▶ [DATA IN THIS EXERCISE]:
◇ ◇ ◇ ◇

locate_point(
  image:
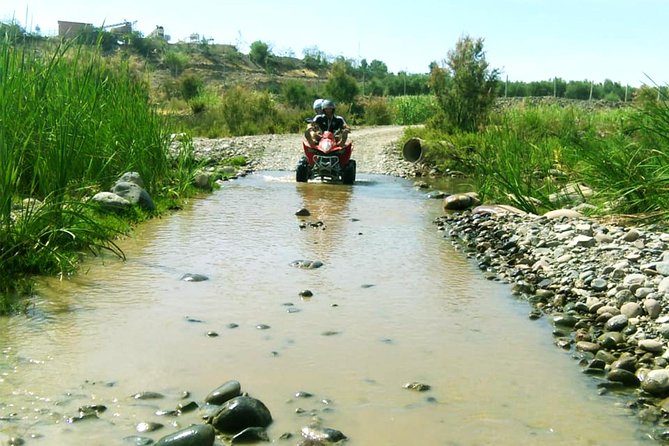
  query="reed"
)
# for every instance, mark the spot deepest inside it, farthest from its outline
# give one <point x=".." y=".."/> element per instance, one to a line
<point x="72" y="122"/>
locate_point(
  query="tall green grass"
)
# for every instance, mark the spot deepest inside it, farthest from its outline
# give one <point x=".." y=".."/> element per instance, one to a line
<point x="71" y="122"/>
<point x="526" y="153"/>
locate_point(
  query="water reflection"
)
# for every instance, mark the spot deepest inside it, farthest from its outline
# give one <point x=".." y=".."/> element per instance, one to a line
<point x="324" y="229"/>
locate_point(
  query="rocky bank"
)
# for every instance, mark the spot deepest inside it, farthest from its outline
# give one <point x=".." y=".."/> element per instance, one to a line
<point x="605" y="288"/>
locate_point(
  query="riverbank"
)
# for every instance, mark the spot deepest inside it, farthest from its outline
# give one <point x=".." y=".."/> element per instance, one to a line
<point x="605" y="289"/>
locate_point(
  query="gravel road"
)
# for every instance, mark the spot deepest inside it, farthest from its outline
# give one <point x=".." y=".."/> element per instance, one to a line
<point x="375" y="150"/>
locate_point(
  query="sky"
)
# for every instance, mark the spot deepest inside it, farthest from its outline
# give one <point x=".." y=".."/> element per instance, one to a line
<point x="626" y="41"/>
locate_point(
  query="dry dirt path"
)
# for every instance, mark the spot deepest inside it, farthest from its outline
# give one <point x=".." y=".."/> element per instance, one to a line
<point x="375" y="150"/>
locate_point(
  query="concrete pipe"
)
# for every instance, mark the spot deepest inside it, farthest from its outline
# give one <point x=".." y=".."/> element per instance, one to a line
<point x="413" y="150"/>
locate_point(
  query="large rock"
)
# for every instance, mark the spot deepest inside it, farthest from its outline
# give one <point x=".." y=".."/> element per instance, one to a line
<point x="135" y="194"/>
<point x="111" y="201"/>
<point x="197" y="435"/>
<point x="240" y="413"/>
<point x="656" y="382"/>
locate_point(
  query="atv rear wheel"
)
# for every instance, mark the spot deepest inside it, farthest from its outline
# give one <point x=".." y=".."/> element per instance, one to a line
<point x="302" y="171"/>
<point x="348" y="175"/>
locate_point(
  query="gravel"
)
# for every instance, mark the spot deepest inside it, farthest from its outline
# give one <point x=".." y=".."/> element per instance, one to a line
<point x="374" y="148"/>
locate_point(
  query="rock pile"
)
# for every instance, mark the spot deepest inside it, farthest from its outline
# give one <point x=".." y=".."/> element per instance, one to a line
<point x="605" y="289"/>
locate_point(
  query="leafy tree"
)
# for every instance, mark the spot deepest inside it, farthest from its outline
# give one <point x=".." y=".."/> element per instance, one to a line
<point x="467" y="99"/>
<point x="259" y="53"/>
<point x="314" y="58"/>
<point x="176" y="61"/>
<point x="341" y="86"/>
<point x="191" y="86"/>
<point x="578" y="90"/>
<point x="378" y="69"/>
<point x="296" y="94"/>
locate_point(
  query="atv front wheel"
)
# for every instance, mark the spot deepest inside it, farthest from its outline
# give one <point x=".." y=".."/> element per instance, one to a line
<point x="302" y="171"/>
<point x="348" y="175"/>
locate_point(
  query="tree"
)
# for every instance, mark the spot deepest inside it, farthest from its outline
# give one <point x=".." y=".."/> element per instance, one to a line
<point x="467" y="99"/>
<point x="259" y="53"/>
<point x="341" y="86"/>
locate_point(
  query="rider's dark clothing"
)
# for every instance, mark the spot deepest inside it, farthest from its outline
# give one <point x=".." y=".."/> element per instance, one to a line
<point x="329" y="124"/>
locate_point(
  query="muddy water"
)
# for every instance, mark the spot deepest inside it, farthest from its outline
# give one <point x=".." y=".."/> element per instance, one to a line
<point x="393" y="303"/>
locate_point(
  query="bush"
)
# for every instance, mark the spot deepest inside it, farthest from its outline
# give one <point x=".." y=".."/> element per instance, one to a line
<point x="466" y="92"/>
<point x="378" y="111"/>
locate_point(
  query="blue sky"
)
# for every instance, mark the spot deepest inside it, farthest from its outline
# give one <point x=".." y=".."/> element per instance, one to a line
<point x="528" y="40"/>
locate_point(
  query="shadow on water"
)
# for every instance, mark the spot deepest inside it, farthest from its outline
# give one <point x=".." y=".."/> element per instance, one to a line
<point x="393" y="303"/>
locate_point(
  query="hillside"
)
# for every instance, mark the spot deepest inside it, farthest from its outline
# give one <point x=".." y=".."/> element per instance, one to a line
<point x="221" y="66"/>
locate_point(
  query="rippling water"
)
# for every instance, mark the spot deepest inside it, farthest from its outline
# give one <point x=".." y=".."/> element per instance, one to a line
<point x="394" y="303"/>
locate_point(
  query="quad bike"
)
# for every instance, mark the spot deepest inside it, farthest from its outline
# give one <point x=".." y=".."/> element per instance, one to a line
<point x="327" y="160"/>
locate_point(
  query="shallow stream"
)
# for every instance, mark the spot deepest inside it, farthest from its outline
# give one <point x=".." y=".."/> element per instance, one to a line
<point x="393" y="303"/>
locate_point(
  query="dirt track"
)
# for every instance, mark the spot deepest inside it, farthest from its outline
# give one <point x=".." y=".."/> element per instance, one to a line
<point x="374" y="148"/>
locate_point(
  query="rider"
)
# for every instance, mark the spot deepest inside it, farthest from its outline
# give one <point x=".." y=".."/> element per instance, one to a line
<point x="328" y="121"/>
<point x="311" y="134"/>
<point x="318" y="106"/>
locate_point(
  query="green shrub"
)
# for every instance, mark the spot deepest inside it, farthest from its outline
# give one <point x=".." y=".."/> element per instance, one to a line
<point x="378" y="111"/>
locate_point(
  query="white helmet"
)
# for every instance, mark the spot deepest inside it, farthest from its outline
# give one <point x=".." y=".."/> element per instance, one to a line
<point x="327" y="104"/>
<point x="318" y="106"/>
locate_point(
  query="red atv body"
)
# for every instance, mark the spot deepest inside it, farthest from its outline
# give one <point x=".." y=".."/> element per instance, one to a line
<point x="328" y="161"/>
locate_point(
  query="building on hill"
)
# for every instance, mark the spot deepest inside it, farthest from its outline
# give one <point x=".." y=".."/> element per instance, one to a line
<point x="69" y="29"/>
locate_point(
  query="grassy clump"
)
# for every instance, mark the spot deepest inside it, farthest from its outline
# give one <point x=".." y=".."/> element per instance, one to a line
<point x="72" y="123"/>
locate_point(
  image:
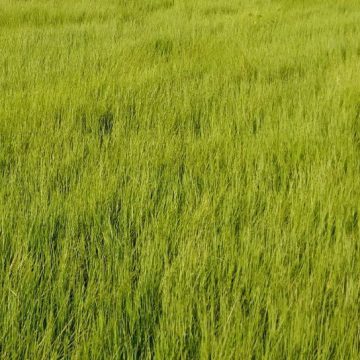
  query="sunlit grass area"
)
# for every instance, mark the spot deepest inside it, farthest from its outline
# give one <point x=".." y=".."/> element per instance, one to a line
<point x="179" y="179"/>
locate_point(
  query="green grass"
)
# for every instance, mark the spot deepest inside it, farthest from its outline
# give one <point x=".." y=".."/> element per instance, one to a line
<point x="179" y="179"/>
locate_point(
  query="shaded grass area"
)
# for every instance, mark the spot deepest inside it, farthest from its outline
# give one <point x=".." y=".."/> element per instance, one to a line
<point x="179" y="179"/>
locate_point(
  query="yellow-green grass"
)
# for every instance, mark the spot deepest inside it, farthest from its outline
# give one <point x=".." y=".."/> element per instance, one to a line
<point x="179" y="179"/>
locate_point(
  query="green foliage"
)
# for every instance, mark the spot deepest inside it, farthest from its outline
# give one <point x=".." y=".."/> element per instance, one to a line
<point x="179" y="179"/>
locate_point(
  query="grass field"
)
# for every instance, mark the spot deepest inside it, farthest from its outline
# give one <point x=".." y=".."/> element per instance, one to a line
<point x="179" y="179"/>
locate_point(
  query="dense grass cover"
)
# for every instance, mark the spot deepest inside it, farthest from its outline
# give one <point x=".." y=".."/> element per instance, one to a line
<point x="179" y="179"/>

◇ ◇ ◇ ◇

Copy each line exactly, and leave the pictures out of your copy.

locate_point(
  image:
  query="reed"
)
# for every instance, mark the spot deepest inside it, farthest from its outline
# give one <point x=".." y=".."/> element per instance, one to a line
<point x="72" y="122"/>
locate_point(
  query="tall green grass"
)
# for every instance, mark the spot deepest inside it, farthest from its outline
# give one <point x=".." y=".."/> element per instance, one to a line
<point x="71" y="122"/>
<point x="526" y="153"/>
locate_point(
  query="water reflection"
)
# for every instance, mark the spot deepest inside it, farthest from its outline
# give one <point x=".." y=".."/> element per instance, one to a line
<point x="324" y="229"/>
locate_point(
  query="rocky bank"
)
# for every instance, mark the spot deepest inside it, farthest from its outline
# give one <point x=".." y=".."/> element per instance, one to a line
<point x="605" y="288"/>
locate_point(
  query="riverbank"
)
# for every instance, mark the spot deepest inside it, farthest from its outline
# give one <point x=".." y=".."/> element per instance, one to a line
<point x="605" y="289"/>
locate_point(
  query="gravel road"
)
# for every instance, mark the spot deepest inside it, farthest from its outline
# give one <point x=".." y=".."/> element per instance, one to a line
<point x="375" y="150"/>
locate_point(
  query="sky"
)
# for every instance, mark the spot deepest inside it, farthest from its outline
# give one <point x=".." y=".."/> element per instance, one to a line
<point x="626" y="41"/>
locate_point(
  query="dry dirt path"
)
# for every instance, mark the spot deepest inside it, farthest from its outline
# give one <point x=".." y=".."/> element per instance, one to a line
<point x="375" y="150"/>
locate_point(
  query="concrete pipe"
)
# for every instance, mark the spot deepest inside it, farthest from its outline
# give one <point x=".." y=".."/> element per instance, one to a line
<point x="413" y="150"/>
locate_point(
  query="large rock"
)
# for every instance, mark the spot deepest inside it, farthest from its outline
# give one <point x=".." y=".."/> element per instance, one to a line
<point x="135" y="194"/>
<point x="111" y="201"/>
<point x="197" y="435"/>
<point x="240" y="413"/>
<point x="656" y="382"/>
locate_point(
  query="atv rear wheel"
)
# for every instance, mark the spot deepest inside it, farthest from its outline
# give one <point x=".." y=".."/> element per instance, one to a line
<point x="302" y="171"/>
<point x="348" y="175"/>
locate_point(
  query="gravel"
)
# for every instance, mark the spot deepest inside it, farthest from its outline
# give one <point x=".." y=".."/> element per instance, one to a line
<point x="374" y="148"/>
locate_point(
  query="rock pile"
)
# for every instance, mark the spot deepest inside it, farthest from its outline
# give one <point x=".." y=".."/> element per instance, one to a line
<point x="605" y="289"/>
locate_point(
  query="leafy tree"
)
# for every instance, mark the spot deepest inside it, farthest from its outline
# give one <point x=".." y=".."/> element per instance, one to a line
<point x="467" y="99"/>
<point x="259" y="53"/>
<point x="314" y="58"/>
<point x="176" y="61"/>
<point x="341" y="86"/>
<point x="191" y="86"/>
<point x="578" y="90"/>
<point x="378" y="69"/>
<point x="296" y="94"/>
locate_point(
  query="atv front wheel"
)
# for every instance, mark the spot deepest inside it, farthest from its outline
# give one <point x=".." y=".."/> element per instance, one to a line
<point x="302" y="171"/>
<point x="348" y="175"/>
locate_point(
  query="tree"
)
# for every instance, mark the spot deepest inside it, farthest from its outline
# give one <point x=".." y=".."/> element per instance, one to a line
<point x="467" y="99"/>
<point x="259" y="53"/>
<point x="341" y="86"/>
locate_point(
  query="rider's dark clothing"
)
# for every instance, mark the spot deepest inside it, farthest from its outline
# give one <point x=".." y=".."/> element per instance, one to a line
<point x="329" y="124"/>
locate_point(
  query="muddy water"
)
# for every instance, mark the spot deepest inside it, farthest from its outline
# give one <point x=".." y=".."/> element per instance, one to a line
<point x="393" y="303"/>
locate_point(
  query="bush"
)
# for every instance, mark the spot deepest inside it, farthest from its outline
# give one <point x=".." y=".."/> element per instance, one to a line
<point x="466" y="92"/>
<point x="378" y="111"/>
locate_point(
  query="blue sky"
)
# for every instance, mark the spot deepest inside it, farthest from its outline
# give one <point x=".." y=".."/> element per instance, one to a line
<point x="528" y="40"/>
locate_point(
  query="shadow on water"
)
# for every instance, mark the spot deepest inside it, farthest from its outline
# give one <point x=".." y=".."/> element per instance, one to a line
<point x="393" y="303"/>
locate_point(
  query="hillside"
)
# for every instance, mark the spot deepest inside it, farthest from its outline
# give one <point x=".." y=".."/> element per instance, one to a line
<point x="221" y="66"/>
locate_point(
  query="rippling water"
)
# for every instance, mark the spot deepest inside it, farthest from its outline
# give one <point x=".." y=".."/> element per instance, one to a line
<point x="394" y="303"/>
locate_point(
  query="quad bike"
)
# for every instance, mark the spot deepest inside it, farthest from its outline
# give one <point x=".." y=".."/> element per instance, one to a line
<point x="327" y="160"/>
locate_point(
  query="shallow stream"
)
# for every instance, mark the spot deepest inside it, farthest from its outline
# give one <point x=".." y=".."/> element per instance, one to a line
<point x="393" y="303"/>
locate_point(
  query="dirt track"
)
# for every instance, mark the spot deepest inside it, farthest from its outline
# give one <point x=".." y=".."/> element per instance, one to a line
<point x="374" y="148"/>
locate_point(
  query="rider"
)
# for every instance, mark the spot deepest inside it, farthest from its outline
# give one <point x=".." y=".."/> element per instance, one to a line
<point x="328" y="121"/>
<point x="311" y="134"/>
<point x="318" y="106"/>
locate_point(
  query="green shrub"
)
# for every instance, mark the spot deepest inside it, farthest from its outline
# give one <point x=".." y=".."/> element per instance, one to a line
<point x="378" y="111"/>
locate_point(
  query="white helmet"
)
# for every instance, mark the spot deepest inside it, farthest from its outline
# give one <point x=".." y=".."/> element per instance, one to a line
<point x="327" y="104"/>
<point x="318" y="106"/>
locate_point(
  query="red atv body"
)
# for every instance, mark the spot deepest inside it, farthest from its outline
# give one <point x=".." y=".."/> element per instance, one to a line
<point x="328" y="161"/>
locate_point(
  query="building on hill"
)
# for every instance, mark the spot deepest inside it, farthest from its outline
# give one <point x=".." y=".."/> element per instance, one to a line
<point x="69" y="29"/>
locate_point(
  query="grassy clump"
)
# for every instance, mark the spot deepest inside it, farthest from its outline
# give one <point x=".." y=".."/> element per instance, one to a line
<point x="72" y="123"/>
locate_point(
  image:
  query="sunlit grass area"
)
# for every instance, mark the spot deepest inside it, farthest from its outline
# give one <point x=".." y=".."/> element per instance, one to a line
<point x="179" y="179"/>
locate_point(
  query="green grass"
)
# for every instance, mark the spot deepest inside it, farthest from its outline
# give one <point x=".." y=".."/> element per instance, one to a line
<point x="179" y="179"/>
locate_point(
  query="shaded grass area"
)
# for every instance, mark the spot deepest inside it, farthest from its outline
# give one <point x=".." y=".."/> element per instance, one to a line
<point x="179" y="179"/>
locate_point(
  query="yellow-green grass"
)
# for every instance, mark the spot deepest inside it, farthest from its outline
# give one <point x=".." y=".."/> element per instance, one to a line
<point x="179" y="179"/>
locate_point(
  query="green foliage"
)
# for every instance, mark the spot deepest inside it, farthest from its outline
# give one <point x=".." y=".."/> element per instance, one to a line
<point x="179" y="179"/>
locate_point(
  query="grass field"
)
# for every instance, mark the spot deepest inside it, farthest from its outline
# give one <point x=".." y=".."/> element per instance, one to a line
<point x="179" y="179"/>
locate_point(
  query="dense grass cover"
)
# for every instance, mark the spot deepest inside it, farthest from its outline
# give one <point x=".." y=".."/> element per instance, one to a line
<point x="179" y="179"/>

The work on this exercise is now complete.